STATED PROBLEM >> Print every one of the following items again, character for character, with nothing altered.

________

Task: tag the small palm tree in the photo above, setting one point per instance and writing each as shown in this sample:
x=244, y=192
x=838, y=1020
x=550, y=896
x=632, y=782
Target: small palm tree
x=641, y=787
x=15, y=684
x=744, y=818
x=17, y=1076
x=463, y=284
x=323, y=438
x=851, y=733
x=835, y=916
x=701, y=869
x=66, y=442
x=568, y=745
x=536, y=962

________

SOLUTION TO THE EXERCISE >>
Task: tag the small palm tree in the photo above, setting one point per instance and writing each as shown in this sample:
x=244, y=192
x=838, y=1020
x=550, y=896
x=632, y=782
Target: small palm tree
x=641, y=787
x=15, y=684
x=744, y=818
x=17, y=1076
x=463, y=284
x=323, y=438
x=851, y=733
x=835, y=916
x=701, y=869
x=66, y=442
x=568, y=745
x=536, y=962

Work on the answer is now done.